Restate word for word every line from the top of the data below down through the line that holds "[ ] a keypoint on each instance of the dry".

··· SUPPLIED MATERIAL ···

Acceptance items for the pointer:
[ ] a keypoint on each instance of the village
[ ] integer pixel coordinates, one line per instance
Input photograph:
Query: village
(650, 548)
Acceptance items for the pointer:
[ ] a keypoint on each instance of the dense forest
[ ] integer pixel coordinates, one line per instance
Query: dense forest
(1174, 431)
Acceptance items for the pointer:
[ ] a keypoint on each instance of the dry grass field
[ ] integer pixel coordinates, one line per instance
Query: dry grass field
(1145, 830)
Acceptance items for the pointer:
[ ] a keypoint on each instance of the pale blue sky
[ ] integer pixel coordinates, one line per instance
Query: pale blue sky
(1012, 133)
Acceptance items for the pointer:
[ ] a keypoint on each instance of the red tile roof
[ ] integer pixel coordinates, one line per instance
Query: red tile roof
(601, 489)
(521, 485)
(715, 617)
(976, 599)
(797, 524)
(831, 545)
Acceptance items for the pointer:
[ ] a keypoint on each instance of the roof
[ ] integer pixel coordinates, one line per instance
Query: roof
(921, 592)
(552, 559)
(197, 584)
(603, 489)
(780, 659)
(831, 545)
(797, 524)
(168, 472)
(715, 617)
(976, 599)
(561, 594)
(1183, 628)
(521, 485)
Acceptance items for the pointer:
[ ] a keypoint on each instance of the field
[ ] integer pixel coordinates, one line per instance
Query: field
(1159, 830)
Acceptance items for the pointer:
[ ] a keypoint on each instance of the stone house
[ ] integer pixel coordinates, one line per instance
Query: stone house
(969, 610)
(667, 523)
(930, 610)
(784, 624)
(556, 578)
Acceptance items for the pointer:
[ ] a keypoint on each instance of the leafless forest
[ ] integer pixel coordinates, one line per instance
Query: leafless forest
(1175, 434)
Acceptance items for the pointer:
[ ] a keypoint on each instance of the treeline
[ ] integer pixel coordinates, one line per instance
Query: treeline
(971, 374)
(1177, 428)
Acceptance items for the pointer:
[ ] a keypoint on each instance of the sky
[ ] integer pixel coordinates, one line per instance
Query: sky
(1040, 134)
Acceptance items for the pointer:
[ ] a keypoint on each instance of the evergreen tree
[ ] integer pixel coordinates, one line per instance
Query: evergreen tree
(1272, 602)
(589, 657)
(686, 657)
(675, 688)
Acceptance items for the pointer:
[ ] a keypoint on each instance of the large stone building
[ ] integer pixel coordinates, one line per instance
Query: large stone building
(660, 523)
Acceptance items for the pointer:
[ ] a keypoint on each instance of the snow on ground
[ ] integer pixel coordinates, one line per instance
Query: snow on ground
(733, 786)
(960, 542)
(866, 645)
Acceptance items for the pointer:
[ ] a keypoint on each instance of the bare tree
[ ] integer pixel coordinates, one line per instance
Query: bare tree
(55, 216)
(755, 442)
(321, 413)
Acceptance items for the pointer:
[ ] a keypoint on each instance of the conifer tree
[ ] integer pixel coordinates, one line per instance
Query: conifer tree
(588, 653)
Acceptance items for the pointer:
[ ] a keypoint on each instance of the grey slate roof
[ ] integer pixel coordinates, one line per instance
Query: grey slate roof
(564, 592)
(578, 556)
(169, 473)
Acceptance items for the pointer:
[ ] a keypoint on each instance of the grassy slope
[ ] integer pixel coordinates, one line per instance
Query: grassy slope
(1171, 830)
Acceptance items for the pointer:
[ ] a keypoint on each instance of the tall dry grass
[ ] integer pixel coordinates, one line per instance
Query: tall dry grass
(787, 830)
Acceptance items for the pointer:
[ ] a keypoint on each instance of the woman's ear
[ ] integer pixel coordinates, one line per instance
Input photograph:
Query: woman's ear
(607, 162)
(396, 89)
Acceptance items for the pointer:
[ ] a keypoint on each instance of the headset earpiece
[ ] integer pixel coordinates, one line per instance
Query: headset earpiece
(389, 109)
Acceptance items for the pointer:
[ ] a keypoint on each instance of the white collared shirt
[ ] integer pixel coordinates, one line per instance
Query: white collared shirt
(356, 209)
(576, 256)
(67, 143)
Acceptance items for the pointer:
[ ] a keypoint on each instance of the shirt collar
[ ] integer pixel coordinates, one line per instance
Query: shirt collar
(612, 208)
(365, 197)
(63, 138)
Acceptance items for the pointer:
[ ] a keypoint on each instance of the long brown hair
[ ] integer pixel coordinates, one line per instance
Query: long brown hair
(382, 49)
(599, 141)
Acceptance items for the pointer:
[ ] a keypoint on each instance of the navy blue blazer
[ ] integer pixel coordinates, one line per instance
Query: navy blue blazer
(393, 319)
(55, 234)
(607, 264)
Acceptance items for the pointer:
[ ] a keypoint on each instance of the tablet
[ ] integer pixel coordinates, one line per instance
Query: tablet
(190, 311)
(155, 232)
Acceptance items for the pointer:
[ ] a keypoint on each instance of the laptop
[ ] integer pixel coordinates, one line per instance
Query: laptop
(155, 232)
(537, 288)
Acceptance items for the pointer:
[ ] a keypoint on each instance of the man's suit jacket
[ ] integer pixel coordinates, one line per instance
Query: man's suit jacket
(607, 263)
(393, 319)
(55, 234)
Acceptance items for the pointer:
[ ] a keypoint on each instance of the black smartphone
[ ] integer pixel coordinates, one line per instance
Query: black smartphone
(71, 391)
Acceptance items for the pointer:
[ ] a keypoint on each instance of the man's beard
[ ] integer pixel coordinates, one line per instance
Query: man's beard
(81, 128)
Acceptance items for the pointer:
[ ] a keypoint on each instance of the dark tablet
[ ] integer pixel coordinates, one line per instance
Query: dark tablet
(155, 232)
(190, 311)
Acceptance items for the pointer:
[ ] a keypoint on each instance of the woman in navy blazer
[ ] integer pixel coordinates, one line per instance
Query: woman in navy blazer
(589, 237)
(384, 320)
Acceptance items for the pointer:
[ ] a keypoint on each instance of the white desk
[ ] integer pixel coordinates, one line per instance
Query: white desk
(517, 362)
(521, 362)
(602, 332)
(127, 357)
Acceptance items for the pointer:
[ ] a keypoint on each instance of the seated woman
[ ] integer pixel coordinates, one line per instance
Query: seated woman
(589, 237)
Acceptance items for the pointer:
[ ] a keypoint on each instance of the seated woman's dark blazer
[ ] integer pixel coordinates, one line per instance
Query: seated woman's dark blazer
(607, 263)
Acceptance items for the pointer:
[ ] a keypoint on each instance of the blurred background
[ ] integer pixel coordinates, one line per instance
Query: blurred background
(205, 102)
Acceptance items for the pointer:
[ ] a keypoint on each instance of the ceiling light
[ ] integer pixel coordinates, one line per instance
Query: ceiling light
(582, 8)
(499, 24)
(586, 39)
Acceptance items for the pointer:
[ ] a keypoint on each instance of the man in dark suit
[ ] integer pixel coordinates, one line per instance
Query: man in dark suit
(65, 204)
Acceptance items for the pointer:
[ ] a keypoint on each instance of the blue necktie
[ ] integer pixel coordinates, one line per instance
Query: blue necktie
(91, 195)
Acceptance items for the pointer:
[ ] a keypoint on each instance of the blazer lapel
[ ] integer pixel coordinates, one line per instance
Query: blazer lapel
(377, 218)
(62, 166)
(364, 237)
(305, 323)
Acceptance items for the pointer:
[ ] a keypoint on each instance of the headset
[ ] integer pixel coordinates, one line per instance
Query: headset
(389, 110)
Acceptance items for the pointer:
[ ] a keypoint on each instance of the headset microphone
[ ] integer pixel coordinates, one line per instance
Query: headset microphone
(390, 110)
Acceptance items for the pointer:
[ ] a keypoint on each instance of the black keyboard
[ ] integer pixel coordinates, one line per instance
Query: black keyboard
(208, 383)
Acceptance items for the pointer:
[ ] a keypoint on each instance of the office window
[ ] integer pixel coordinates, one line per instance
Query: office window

···

● **FINISHED TASK**
Acceptance items for the pointer:
[ ] a keypoint on each instance of the village
[ ] integer pixel coordinates, one line per instance
Input photograph:
Query: village
(650, 548)
Acceptance items for the pointer:
[ ] a keypoint on each instance of the dense forest
[ ] integer pixel coordinates, one line per instance
Query: dense forest
(1174, 431)
Acceptance items for the pointer:
[ ] a keypoint on each instance of the dry grass field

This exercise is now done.